## Extracted text
◆ ◆ ◆

Diabetes & Hydration

Polyuria (increased urine output) and polydipsia (increased thirst) characterize diabetes; these are classic symptoms of diabetes. They often indicate how well or unwell diabetes is controlled. Polyuria, polydipsia along with severe dehydration are often the initial symptoms of diabetes. So the question arises why the body starts to lose more fluids in diabetes. And what are its implications?

In diabetes, as the blood glucose rises above the standard, acceptable levels, our body tries hard to bring it back to normal. One of the mechanisms involved in reducing blood sugars is their increased secretion via the kidneys. However, as the kidneys work harder to get rid of extra glucose in the blood, it also ends up losing more fluid.

Another reason for dehydration in diabetes is higher osmotic pressure in blood vessels because of higher glucose concentration, which results in dehydration of body cells. If blood glucose is too high in the blood, it literarily sucks the water from the body cells. 

Dehydration in diabetes is a vicious circle, as the body loses more fluid it results in a further increase of glucose concentration, thus even further dehydrating the body cells. Moreover, dehydration increases the glucose concentration in the blood and thus stimulates more urea production, and worsens the dehydration. Dehydration also increases insulin resistance. Therefore there is a need to break this vicious cycle.

What are the symptoms of dehydration?

As the water content in the body goes down, the skin becomes dry, and so do the mouth and eyes. A person may feel increased thirst, headaches, tiredness, and dizziness. In severe cases, there may be a fall in blood pressure, sunken eyes, weak pulse, confusion, and lethargy.

Preventing dehydration in diabetes

Those living with diabetes are at increased risk of dehydration, which may also negatively impact blood glucose control, particularly true in summer. During summers, even mild physical exertion may cause dehydration. 

So people with diabetes should drink more fluid and more often. There is no hard and fast rule regarding how much more fluid to consume, as it would depend on environmental temperature, the intensity of physical activity, and the severity of the disease, nonetheless, a person should make a habit of drinking fluid in small portions every half an hour. 

Thus to keep hydrated, it is essential to consume more fluid or water, special drinks are better reserved for more severe conditions. Sugarless green tea could also be an excellent option, which can be consumed both as a hot drink and cold drink, according to personal preference and weather conditions.

In diabetes, one can drink sports or energy drinks in moderation and only if the diabetes is not severe. However, they are best avoided as these special drinks are high in added sugars.

One way to keep hydrated is to make a routine, like drinking a cup of green tea five times a day at a fixed time, such habits would help to stay hydrated and prevent any complications.

Alcohol is better avoided by those who have problems related to blood pressure and those who have difficulty in staying hydrated. Though alcohol in moderation is not contraindicated in diabetes, it has other undesired effects on electrolyte balance and hemodynamics.

◆ ◆ ◆

## Extracted material
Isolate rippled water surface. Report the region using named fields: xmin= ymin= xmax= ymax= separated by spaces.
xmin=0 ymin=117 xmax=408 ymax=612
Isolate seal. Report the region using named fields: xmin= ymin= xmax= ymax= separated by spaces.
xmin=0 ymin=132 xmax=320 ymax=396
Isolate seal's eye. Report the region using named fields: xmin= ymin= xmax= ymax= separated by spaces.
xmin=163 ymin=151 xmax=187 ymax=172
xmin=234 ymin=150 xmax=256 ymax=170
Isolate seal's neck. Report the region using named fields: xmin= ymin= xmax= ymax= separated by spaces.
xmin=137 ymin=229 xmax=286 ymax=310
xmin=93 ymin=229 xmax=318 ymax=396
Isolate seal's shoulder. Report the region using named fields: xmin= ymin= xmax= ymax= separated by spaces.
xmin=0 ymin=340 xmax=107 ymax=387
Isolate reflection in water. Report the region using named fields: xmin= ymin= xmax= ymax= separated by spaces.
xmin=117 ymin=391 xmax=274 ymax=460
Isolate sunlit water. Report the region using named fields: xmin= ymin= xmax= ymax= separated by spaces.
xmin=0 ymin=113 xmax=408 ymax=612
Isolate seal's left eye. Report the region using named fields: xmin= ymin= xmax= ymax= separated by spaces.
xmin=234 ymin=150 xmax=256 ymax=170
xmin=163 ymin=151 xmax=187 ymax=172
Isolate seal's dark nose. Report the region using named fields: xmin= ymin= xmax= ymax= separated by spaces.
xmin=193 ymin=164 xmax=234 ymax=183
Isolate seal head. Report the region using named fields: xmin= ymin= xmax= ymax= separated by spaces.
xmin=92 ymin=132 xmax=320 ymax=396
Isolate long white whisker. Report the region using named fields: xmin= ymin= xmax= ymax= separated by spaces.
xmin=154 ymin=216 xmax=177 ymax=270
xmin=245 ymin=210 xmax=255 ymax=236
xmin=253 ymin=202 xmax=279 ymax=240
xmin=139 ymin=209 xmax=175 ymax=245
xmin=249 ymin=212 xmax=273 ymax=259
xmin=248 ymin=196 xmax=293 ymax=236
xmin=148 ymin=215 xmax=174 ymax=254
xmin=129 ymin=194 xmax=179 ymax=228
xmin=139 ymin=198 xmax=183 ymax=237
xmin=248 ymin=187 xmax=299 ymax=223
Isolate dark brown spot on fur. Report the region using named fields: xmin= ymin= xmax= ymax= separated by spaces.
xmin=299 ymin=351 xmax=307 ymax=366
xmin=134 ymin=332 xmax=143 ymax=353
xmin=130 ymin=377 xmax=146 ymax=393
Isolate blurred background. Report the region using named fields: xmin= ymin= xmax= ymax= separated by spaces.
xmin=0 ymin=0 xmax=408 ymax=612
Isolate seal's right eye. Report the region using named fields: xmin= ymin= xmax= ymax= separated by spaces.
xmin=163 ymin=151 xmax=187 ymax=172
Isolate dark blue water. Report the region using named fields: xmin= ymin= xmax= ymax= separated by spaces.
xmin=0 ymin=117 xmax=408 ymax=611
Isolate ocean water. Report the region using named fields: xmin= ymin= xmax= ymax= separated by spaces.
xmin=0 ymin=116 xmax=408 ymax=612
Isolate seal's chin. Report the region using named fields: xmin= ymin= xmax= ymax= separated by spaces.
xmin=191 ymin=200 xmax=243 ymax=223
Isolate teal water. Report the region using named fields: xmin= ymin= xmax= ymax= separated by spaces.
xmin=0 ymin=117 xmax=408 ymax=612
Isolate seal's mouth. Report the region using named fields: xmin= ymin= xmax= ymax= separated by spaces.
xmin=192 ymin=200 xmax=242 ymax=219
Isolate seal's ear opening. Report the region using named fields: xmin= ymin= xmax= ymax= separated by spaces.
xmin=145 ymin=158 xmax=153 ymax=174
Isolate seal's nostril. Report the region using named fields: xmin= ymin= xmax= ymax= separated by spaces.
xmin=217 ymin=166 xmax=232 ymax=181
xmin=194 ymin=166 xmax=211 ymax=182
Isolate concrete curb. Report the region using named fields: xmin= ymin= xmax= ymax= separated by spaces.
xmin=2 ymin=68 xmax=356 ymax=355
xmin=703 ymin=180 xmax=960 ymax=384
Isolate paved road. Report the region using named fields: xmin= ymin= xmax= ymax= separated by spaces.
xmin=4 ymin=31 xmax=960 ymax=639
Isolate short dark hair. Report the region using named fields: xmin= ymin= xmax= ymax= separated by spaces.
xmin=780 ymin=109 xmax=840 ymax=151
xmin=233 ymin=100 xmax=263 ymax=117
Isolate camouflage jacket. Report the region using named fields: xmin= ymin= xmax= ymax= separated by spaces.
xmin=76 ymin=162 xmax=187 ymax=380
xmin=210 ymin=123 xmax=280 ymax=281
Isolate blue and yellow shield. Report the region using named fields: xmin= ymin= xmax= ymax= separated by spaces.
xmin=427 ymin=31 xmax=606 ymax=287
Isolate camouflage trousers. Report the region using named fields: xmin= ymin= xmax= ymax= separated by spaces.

◆ ◆ ◆

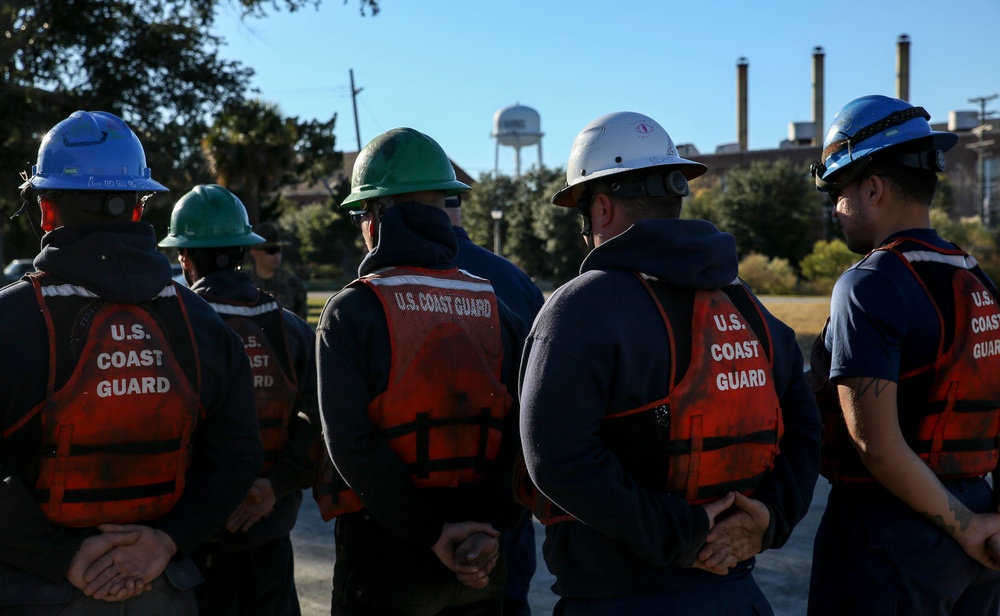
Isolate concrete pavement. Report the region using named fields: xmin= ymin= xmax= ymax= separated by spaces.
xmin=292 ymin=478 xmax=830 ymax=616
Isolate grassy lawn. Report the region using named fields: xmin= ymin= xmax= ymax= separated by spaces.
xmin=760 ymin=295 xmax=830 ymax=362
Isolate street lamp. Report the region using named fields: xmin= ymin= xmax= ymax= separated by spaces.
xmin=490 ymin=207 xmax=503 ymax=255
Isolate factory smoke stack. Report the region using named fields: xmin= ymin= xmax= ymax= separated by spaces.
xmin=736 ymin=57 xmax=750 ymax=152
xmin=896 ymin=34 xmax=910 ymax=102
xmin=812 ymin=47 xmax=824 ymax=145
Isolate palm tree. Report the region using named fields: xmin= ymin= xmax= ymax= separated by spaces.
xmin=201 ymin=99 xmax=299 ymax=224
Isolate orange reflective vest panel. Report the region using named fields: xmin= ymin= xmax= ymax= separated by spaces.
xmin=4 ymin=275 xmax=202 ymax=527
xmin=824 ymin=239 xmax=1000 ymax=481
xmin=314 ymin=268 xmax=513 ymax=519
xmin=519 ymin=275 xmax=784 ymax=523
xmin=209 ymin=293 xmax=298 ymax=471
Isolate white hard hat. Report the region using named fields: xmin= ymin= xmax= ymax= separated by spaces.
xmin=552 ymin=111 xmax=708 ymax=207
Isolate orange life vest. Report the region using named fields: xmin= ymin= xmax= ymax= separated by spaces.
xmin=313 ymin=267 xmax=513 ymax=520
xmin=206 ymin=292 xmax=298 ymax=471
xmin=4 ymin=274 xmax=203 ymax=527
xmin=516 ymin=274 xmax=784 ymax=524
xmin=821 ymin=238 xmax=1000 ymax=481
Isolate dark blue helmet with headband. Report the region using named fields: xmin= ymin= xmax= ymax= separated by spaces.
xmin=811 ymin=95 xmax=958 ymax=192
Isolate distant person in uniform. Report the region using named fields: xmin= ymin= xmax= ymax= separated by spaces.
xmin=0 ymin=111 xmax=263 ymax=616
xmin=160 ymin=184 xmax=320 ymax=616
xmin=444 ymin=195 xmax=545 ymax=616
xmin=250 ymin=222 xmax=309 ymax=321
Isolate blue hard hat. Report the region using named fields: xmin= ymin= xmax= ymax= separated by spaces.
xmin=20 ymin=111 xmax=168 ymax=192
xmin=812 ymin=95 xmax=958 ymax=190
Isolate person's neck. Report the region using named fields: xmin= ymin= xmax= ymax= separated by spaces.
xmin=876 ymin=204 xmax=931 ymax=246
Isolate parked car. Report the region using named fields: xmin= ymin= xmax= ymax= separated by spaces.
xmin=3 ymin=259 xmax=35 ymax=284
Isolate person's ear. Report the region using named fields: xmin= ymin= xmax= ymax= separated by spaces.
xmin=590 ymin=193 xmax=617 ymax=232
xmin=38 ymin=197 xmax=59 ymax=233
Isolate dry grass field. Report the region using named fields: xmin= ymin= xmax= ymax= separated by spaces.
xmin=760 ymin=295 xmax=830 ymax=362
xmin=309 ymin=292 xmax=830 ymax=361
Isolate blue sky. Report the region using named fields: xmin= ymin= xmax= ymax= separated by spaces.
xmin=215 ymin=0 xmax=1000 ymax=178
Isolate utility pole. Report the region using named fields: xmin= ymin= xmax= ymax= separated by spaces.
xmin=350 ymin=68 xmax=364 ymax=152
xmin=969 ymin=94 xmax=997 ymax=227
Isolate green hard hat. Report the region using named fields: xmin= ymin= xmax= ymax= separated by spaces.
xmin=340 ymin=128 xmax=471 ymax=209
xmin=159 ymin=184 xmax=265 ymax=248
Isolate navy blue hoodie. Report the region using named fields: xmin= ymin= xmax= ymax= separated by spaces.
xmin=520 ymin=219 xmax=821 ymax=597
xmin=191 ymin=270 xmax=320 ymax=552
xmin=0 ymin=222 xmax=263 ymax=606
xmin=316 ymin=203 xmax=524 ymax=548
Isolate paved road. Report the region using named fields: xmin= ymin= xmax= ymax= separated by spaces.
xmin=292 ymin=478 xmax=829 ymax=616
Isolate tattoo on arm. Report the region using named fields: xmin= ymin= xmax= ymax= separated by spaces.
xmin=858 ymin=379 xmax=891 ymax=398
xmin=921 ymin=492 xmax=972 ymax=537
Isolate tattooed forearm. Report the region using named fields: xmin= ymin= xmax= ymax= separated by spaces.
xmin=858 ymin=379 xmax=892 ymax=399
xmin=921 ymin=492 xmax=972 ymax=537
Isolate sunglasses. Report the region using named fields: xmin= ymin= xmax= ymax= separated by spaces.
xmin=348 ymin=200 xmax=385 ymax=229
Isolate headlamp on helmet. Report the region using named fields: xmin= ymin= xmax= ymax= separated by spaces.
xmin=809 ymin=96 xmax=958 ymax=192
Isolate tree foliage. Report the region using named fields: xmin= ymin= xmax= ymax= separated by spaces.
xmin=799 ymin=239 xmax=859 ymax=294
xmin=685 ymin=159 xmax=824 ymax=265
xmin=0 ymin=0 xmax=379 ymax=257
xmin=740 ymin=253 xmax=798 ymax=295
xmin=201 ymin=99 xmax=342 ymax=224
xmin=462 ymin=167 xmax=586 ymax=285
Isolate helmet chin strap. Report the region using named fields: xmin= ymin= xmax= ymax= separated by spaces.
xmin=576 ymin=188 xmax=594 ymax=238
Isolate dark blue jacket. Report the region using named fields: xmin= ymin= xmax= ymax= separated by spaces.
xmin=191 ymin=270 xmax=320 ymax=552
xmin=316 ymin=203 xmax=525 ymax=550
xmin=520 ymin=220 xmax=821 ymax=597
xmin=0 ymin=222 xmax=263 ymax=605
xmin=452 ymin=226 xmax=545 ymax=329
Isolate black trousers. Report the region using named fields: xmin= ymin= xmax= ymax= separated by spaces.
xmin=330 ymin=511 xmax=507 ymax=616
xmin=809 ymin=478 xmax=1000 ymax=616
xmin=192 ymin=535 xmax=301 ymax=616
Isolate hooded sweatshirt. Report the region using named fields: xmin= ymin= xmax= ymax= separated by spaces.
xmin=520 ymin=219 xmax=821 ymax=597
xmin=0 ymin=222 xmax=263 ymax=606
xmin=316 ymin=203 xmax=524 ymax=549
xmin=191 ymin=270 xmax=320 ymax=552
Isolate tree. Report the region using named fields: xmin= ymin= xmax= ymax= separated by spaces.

◆ ◆ ◆

Return the stretch of the diabetes and hydration text from "Those living with" through "may cause dehydration.", copied word for word.

## Expected output
Those living with diabetes are at increased risk of dehydration, which may also negatively impact blood glucose control, particularly true in summer. During summers, even mild physical exertion may cause dehydration.